Source records
******

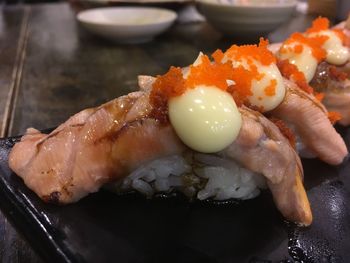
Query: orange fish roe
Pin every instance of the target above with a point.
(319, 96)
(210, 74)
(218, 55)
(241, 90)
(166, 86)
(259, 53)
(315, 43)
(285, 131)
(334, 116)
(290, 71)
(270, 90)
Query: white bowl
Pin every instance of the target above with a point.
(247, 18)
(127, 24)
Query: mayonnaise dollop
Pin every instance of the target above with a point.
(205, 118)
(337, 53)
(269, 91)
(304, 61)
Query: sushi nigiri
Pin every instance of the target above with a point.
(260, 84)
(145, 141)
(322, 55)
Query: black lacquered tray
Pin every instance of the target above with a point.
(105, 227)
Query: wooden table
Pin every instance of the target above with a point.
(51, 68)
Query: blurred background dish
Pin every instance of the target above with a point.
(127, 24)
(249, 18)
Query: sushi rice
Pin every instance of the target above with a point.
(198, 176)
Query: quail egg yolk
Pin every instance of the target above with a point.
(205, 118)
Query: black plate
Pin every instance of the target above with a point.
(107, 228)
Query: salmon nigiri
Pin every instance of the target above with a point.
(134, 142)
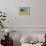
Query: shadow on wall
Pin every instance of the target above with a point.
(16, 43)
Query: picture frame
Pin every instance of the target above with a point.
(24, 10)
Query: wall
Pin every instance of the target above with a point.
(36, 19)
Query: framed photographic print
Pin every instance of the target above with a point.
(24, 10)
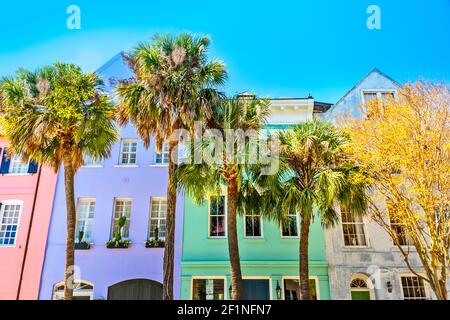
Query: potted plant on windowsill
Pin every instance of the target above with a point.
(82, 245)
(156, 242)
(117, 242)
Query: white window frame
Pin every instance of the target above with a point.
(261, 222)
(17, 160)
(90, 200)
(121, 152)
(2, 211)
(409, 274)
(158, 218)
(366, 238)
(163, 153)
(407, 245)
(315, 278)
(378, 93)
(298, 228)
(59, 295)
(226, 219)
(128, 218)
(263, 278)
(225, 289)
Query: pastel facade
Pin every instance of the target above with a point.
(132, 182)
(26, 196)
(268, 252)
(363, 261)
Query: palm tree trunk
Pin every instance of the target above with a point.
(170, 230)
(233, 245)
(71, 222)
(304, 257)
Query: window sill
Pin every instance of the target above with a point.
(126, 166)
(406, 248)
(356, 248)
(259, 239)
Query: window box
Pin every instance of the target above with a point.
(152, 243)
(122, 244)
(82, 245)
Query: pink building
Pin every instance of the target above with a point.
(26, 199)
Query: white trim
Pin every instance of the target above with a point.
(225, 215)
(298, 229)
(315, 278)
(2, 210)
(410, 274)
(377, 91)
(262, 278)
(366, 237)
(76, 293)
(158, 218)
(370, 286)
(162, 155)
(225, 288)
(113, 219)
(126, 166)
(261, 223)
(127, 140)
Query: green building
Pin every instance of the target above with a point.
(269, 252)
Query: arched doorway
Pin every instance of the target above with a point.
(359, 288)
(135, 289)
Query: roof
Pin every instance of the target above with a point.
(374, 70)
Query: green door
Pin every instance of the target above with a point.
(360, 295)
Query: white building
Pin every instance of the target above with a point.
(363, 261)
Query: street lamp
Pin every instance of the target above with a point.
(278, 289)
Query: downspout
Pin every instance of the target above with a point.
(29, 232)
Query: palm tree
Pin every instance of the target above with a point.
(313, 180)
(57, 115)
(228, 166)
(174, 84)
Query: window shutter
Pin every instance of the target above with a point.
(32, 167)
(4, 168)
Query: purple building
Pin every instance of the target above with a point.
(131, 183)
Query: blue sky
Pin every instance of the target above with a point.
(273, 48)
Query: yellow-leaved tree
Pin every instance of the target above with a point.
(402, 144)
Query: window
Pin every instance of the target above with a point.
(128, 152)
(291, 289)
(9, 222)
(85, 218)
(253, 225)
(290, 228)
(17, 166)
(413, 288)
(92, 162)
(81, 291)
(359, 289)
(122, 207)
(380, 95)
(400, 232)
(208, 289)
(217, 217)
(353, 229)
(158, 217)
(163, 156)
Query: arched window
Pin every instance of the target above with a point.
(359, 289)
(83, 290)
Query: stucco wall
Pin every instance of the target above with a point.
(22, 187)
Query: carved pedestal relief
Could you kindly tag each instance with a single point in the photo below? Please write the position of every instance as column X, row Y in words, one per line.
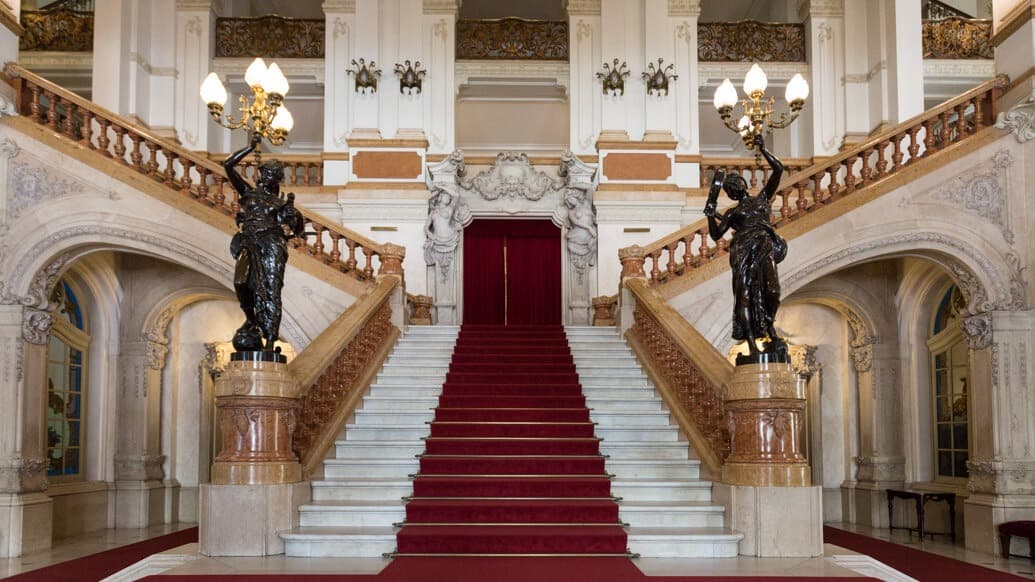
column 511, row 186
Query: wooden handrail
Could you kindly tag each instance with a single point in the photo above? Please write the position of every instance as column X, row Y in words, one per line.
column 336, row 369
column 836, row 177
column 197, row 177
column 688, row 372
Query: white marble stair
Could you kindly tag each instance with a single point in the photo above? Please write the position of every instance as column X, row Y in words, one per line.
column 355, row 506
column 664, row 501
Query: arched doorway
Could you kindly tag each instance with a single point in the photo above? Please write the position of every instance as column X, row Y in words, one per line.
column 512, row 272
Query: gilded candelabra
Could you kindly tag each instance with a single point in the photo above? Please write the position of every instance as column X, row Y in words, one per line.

******

» **REQUIRED ACTION**
Read through the entries above, and wherever a line holds the string "wooden", copy it.

» **RESPONSE BOX**
Query: wooden table
Query: wooden handrail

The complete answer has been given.